In [90]:
import os
from azure.core.credentials import AzureKeyCredential
from azure.search.documents.indexes import SearchIndexClient 
from azure.search.documents import SearchClient
from azure.search.documents.indexes.models import (
    ComplexField,
    CorsOptions,
    SearchIndex,
    ScoringProfile,
    SearchFieldDataType,
    SimpleField,
    SearchableField
)

In [143]:
import yaml

with open('../creds.dev.yml') as credsfi:
    creds = yaml.safe_load(credsfi)


service_name = creds['service_name']
admin_key = creds['primary_admin']

index_name = "hotels-quickstart"

# Create an SDK client
endpoint = "https://{}.search.windows.net/".format(service_name)
client_type = SearchIndexClient
admin_client = client_type(endpoint=endpoint,
                      index_name=index_name,
                      credential=AzureKeyCredential(admin_key))


client_type = SearchClient
search_client = client_type(endpoint=endpoint,
                      index_name=index_name,
                      credential=AzureKeyCredential(admin_key))

Exercise aim: Output the Azure search client setup code above in full, unchanged, character for character.

Dataset excerpt:
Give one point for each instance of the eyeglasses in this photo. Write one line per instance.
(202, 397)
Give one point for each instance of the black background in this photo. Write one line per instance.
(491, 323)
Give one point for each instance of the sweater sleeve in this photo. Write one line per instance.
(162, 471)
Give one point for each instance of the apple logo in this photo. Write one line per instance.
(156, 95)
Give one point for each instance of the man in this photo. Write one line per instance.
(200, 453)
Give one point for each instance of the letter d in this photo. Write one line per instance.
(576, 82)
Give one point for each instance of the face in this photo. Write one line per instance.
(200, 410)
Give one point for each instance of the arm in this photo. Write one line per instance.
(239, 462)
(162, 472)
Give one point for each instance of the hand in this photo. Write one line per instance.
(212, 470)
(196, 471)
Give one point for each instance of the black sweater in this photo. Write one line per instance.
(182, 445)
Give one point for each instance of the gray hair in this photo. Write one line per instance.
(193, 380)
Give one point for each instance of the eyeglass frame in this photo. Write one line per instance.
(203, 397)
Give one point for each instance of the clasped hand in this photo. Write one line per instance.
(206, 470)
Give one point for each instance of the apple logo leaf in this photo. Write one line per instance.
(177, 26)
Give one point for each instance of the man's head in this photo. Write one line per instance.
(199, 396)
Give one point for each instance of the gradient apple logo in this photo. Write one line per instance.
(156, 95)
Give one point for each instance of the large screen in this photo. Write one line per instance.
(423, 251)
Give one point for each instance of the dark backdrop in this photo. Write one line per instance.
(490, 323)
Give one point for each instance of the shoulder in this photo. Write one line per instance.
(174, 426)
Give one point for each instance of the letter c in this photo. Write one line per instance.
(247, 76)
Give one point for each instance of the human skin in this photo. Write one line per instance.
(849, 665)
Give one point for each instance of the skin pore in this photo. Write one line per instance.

Result for this exercise:
In [90]:
import os
from azure.core.credentials import AzureKeyCredential
from azure.search.documents.indexes import SearchIndexClient 
from azure.search.documents import SearchClient
from azure.search.documents.indexes.models import (
    ComplexField,
    CorsOptions,
    SearchIndex,
    ScoringProfile,
    SearchFieldDataType,
    SimpleField,
    SearchableField
)

In [143]:
import yaml

with open('../creds.dev.yml') as credsfi:
    creds = yaml.safe_load(credsfi)


service_name = creds['service_name']
admin_key = creds['primary_admin']

index_name = "hotels-quickstart"

# Create an SDK client
endpoint = "https://{}.search.windows.net/".format(service_name)
client_type = SearchIndexClient
admin_client = client_type(endpoint=endpoint,
                      index_name=index_name,
                      credential=AzureKeyCredential(admin_key))


client_type = SearchClient
search_client = client_type(endpoint=endpoint,
                      index_name=index_name,
                      credential=AzureKeyCredential(admin_key))